───── Excerpted text
I still love this story; its lesson is woven into the things I find poetic about Noma and much of Alinea’s work, and it’s fun for me to look for opportunities to think like this.

A few weeks ago while at work, I took a break to walk around outside a bit. A small grove of pine trees caught my eye; the tips of all the branches were droopy and limp, making them look like something out of a Dr. Seuss storybook. I walked over to get a closer look and found the branches were sagging because they were laden with heaps of small, plump ‘baby pine needles’. When they’re in this stage, the needles are soft as a paintbrush. Several months ago I saw Ferran Adria using pine needles similar to this in “Cooking, In Progress“. I picked a few of these soft needles and tasted them; they were tart and citrusy and gently pine-y, with a very chalky, tannic aftertaste.

I immediately wanted to try making something with them. In trying to think up complimentary flavors, another thought hit me: what other ingredients could I find around work?

We’re fortunate to have a culinary team as part of our staff at work; these chefs manage a lovely cafeteria that feeds upwards of 1000 people each day for lunch. The team is led by Chef Jennifer; she and the team dedicate untold amounts of care and consideration to the food presented in our kitchens. She once mentioned her belief that it’s important to be surrounded by the values, awareness, and sensitivity that yield good food.

To that end, we have several expressions of this scattered throughout our campus, so I started roaming around to see what I could find. Our rosebushes weren’t in yet, so there weren’t any rose petals with which to play. I found several just-ripe lemons on a small tree near the entry to one of our buildings, along with lots of other herbs (mint, rosemary, some thyme). There are artichokes, but those won’t be blossoming for a while. Then I remembered Chef pointing out to me a small landscaped area between two of our buildings that are actually gardens. These gardens aren’t very big, and I’m curious how many people have noticed them as anything more than decorative, but they’re nevertheless quite beautiful and very carefully maintained. They’re not large enough to fully-support the kitchens for the entire company, though I believe the chefs do make use of them when they can.

When I walked over to our main garden area, I ran into the gardener responsible for tending the plot. She excitedly pointed out what all she had planted, giving me a little tour of the planters. There were fava beans and peas that were starting to come in (she’d harvested what she could just before I got there), dozens of varieties of leafy greens and herbs, and several varieties of edible flowers. Staggered near the center of both planters are healthy blueberry bushes that were laden with unripe blueberries, and near the end of one of the planters is a smattering of root vegetables that includes beets, radish, potatoes, and carrots.

You guys, it’s pretty awesome.
──────────
- [Set problem 1]: In everything from the row containing "Task: for every instance of the horse's mane, drop" down to the end of the rows, change "thickest" to "widest" and write those lines out again with nothing else altered.
These rows have no connection to the foraging excerpt.
───── Record list
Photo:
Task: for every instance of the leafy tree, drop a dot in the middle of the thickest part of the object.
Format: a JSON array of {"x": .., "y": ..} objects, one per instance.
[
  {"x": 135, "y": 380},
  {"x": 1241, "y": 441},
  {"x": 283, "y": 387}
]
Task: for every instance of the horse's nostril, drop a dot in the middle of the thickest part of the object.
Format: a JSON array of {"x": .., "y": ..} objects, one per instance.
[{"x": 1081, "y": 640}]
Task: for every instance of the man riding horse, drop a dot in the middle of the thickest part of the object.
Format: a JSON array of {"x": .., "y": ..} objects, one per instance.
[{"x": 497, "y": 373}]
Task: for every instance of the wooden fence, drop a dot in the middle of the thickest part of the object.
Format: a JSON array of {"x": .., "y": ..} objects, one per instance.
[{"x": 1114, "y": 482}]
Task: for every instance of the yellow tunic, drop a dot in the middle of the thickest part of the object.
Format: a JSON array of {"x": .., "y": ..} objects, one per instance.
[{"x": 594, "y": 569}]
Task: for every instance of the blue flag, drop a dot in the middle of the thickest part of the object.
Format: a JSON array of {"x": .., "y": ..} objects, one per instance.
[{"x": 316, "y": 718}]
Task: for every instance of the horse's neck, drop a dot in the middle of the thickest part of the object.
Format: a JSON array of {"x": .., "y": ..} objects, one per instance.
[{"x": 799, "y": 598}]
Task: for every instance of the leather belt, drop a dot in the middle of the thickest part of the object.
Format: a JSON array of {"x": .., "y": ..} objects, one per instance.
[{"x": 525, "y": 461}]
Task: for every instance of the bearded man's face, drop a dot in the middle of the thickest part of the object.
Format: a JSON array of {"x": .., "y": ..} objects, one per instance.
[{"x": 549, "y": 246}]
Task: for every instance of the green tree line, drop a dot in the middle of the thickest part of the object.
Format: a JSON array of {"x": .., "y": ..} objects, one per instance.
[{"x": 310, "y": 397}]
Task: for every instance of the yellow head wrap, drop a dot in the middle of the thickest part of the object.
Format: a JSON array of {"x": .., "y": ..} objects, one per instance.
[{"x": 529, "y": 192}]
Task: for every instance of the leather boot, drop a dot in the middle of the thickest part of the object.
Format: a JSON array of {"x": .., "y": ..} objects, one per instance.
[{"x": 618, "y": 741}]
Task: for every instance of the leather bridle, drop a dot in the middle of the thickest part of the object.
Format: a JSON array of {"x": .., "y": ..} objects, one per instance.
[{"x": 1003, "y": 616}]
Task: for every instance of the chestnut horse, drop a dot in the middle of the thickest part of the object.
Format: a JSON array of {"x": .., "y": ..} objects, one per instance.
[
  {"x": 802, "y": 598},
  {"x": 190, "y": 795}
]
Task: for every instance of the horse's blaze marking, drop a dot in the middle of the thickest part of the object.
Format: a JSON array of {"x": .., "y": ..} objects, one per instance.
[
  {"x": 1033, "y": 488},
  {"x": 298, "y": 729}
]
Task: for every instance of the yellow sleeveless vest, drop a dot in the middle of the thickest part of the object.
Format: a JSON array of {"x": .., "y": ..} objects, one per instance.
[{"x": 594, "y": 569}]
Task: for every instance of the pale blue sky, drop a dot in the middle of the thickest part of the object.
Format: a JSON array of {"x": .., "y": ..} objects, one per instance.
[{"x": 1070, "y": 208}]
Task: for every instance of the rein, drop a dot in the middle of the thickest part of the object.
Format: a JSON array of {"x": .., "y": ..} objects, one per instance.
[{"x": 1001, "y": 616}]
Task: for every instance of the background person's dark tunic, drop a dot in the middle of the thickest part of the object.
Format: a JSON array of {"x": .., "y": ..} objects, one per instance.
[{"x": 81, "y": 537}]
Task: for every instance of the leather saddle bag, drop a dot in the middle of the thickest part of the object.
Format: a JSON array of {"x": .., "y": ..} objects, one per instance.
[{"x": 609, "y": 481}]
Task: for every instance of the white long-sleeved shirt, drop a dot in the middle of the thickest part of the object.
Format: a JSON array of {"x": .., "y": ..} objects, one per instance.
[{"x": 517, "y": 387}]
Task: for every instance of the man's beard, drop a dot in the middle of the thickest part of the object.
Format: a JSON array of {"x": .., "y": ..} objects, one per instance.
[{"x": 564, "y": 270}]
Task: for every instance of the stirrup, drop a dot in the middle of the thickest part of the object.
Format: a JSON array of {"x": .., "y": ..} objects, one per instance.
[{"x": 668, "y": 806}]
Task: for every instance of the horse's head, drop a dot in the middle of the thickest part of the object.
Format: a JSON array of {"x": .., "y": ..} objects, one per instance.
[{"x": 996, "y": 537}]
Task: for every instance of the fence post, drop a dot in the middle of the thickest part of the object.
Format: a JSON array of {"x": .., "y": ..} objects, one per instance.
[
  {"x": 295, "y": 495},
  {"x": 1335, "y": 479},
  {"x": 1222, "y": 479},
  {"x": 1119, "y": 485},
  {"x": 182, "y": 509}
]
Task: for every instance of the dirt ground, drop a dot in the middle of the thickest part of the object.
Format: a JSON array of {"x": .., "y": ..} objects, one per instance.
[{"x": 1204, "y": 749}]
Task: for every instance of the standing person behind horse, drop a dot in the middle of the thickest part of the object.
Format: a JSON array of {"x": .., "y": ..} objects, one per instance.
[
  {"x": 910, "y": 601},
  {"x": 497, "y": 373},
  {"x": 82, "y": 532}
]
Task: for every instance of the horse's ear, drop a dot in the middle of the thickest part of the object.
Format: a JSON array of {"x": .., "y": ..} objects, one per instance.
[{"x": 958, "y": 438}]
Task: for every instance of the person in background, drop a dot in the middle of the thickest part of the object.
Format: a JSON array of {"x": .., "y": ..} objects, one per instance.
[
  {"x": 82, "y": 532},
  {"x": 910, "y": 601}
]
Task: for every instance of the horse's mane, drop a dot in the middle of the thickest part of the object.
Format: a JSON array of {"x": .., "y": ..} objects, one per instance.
──────────
- [Set problem 2]: According to the foraging excerpt, what did the soft baby pine needles taste like?

- [Task response 1]:
Task: for every instance of the horse's mane, drop a dot in the middle of the widest part of the object.
Format: a JSON array of {"x": .., "y": ..} objects, one per instance.

- [Task response 2]: They were tart, citrusy and gently pine-y, with a very chalky, tannic aftertaste.